_DOCUMENT TEXT_
A gang of kids, led by tough little Quinquin (Alane Delhaye), living in a small coastal town in the north of France watch a helicopter flying low over their heads. They rush to the hover site and watch a dead cow being lifted out of the depths of an old WWII German bunker. This bizarre event is the beginning of a string of grizzly murders that police Commandant Van der Weyden (Bernard Pruvost) must solve in “Li’l Quinquin.”
In a bold marketing move, Kino Lober is releasing “”Li’l Quinquin” in its full, 200 minute length. It is the four episodes of the popular French TV miniseries strung together and released as a full length feature – to American audiences, a tough crowd for French films. Having sat through the dauntingly long movie, I found that it is anything but. In fact, at the 180 minute mark, I started lamenting that it was almost over.
The dead cow is stuffed with bits and pieces of a human body, beginning the search for the identity of the headless victim which, in turn, leads to the introduction of the string of local suspects. Soon, following the first victim’s death and mutilation, the wife of a prosperous farmer, Monsieur Lableu (Stephane Boutillier), becomes another victim with its human bits inside cow. A Mad Cow, in fact. This time the victim is an immigrant, M. Bhiri, who may have been having an affair with Madame Lableu. The plot thickens, and the body count grows, as Commandant Van der Weyden and his lieutenant and driver, Carpentier (Philippe Jore), bumble around, missing the obvious clues, trying to find the killer.

_RECORD EXCERPTS_
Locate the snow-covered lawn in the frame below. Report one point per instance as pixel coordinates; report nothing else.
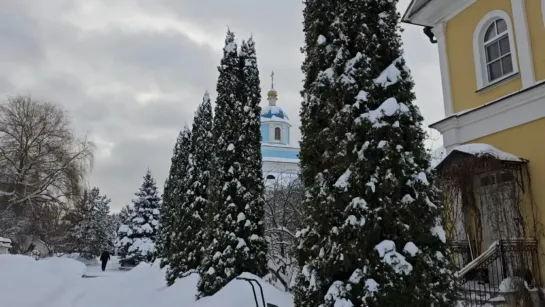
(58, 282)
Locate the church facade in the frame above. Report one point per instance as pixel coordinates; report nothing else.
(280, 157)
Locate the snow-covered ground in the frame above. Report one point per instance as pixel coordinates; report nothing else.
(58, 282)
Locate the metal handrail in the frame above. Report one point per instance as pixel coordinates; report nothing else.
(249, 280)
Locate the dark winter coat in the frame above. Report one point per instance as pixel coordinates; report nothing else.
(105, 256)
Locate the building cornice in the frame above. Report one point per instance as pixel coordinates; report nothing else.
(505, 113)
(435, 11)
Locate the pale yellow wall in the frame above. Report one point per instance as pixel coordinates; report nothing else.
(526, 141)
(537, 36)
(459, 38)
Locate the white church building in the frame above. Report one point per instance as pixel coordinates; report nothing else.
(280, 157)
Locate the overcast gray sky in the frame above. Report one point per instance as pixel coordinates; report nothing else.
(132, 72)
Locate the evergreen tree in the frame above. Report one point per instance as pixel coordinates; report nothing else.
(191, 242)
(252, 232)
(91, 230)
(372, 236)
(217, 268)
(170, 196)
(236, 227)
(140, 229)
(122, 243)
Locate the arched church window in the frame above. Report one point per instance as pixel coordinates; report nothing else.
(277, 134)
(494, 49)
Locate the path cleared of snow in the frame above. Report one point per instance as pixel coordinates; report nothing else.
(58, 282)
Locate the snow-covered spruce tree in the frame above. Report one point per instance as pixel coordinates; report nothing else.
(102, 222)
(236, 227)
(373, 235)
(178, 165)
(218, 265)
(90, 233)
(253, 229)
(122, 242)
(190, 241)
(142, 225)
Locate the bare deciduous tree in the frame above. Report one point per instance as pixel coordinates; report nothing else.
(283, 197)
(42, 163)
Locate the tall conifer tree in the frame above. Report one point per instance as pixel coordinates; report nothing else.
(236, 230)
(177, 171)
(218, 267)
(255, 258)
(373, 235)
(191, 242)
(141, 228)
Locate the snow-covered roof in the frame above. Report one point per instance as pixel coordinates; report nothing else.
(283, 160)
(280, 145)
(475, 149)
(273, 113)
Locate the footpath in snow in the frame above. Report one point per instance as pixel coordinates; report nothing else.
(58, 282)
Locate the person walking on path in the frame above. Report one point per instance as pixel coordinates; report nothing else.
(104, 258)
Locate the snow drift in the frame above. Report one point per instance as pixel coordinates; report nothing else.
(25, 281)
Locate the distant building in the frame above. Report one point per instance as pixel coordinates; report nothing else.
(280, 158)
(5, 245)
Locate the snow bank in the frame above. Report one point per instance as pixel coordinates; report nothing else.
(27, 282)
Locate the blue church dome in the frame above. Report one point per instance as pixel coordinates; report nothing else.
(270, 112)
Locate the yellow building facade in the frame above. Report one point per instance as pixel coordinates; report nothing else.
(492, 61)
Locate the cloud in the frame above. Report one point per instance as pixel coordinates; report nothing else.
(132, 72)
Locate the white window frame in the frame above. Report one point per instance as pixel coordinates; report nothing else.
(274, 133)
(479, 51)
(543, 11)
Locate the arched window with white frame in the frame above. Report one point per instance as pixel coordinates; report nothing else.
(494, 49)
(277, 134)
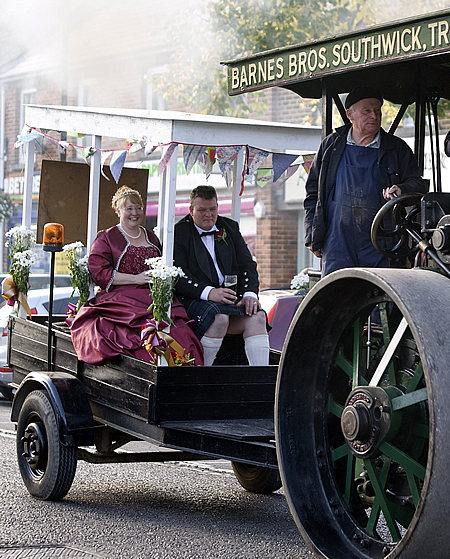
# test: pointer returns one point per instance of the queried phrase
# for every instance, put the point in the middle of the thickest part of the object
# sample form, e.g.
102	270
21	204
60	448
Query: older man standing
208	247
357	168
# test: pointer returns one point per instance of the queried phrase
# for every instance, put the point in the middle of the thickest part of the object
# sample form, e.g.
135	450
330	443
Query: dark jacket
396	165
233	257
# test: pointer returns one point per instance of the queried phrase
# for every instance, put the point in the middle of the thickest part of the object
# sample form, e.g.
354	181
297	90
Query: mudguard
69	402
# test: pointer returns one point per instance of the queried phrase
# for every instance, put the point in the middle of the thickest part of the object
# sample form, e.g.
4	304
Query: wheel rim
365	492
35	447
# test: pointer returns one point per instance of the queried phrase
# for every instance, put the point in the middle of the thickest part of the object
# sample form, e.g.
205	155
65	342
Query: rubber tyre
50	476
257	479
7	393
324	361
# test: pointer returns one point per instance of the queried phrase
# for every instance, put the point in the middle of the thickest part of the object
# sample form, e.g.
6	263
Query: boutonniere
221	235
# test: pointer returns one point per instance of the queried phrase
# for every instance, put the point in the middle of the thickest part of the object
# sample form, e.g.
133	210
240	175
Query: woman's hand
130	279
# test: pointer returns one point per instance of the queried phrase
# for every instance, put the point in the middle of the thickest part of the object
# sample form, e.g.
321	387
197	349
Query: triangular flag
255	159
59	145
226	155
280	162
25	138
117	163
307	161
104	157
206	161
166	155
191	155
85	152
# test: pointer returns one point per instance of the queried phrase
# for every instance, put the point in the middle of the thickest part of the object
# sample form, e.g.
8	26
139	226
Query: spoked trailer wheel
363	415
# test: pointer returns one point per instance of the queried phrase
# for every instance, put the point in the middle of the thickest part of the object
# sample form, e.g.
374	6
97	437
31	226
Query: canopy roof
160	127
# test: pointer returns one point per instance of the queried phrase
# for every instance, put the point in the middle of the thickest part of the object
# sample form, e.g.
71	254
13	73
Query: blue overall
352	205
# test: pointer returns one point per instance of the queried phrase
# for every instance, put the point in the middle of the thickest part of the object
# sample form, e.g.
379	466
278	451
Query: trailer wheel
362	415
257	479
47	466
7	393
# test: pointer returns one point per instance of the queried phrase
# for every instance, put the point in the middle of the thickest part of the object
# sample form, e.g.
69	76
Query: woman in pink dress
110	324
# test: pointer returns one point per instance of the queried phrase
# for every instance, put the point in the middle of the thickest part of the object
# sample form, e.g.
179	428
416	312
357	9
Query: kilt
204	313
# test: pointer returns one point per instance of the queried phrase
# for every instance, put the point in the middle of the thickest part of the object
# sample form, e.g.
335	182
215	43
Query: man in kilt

_PROMPT A_
Answer these questions from the review of "Li'l Quinquin":
(i) Which actor plays police Commandant Van der Weyden?
(ii) At what length, in minutes, is Kino Lober releasing the film?
(iii) Who serves as the commandant's lieutenant and driver?
_PROMPT B_
Copy out word for word everything in the review of "Li'l Quinquin" from "In a bold marketing" down to "was almost over.".

_EXPECTED OUTPUT A_
(i) Bernard Pruvost
(ii) 200 minutes
(iii) Carpentier, played by Philippe Jore

_EXPECTED OUTPUT B_
In a bold marketing move, Kino Lober is releasing “”Li’l Quinquin” in its full, 200 minute length. It is the four episodes of the popular French TV miniseries strung together and released as a full length feature – to American audiences, a tough crowd for French films. Having sat through the dauntingly long movie, I found that it is anything but. In fact, at the 180 minute mark, I started lamenting that it was almost over.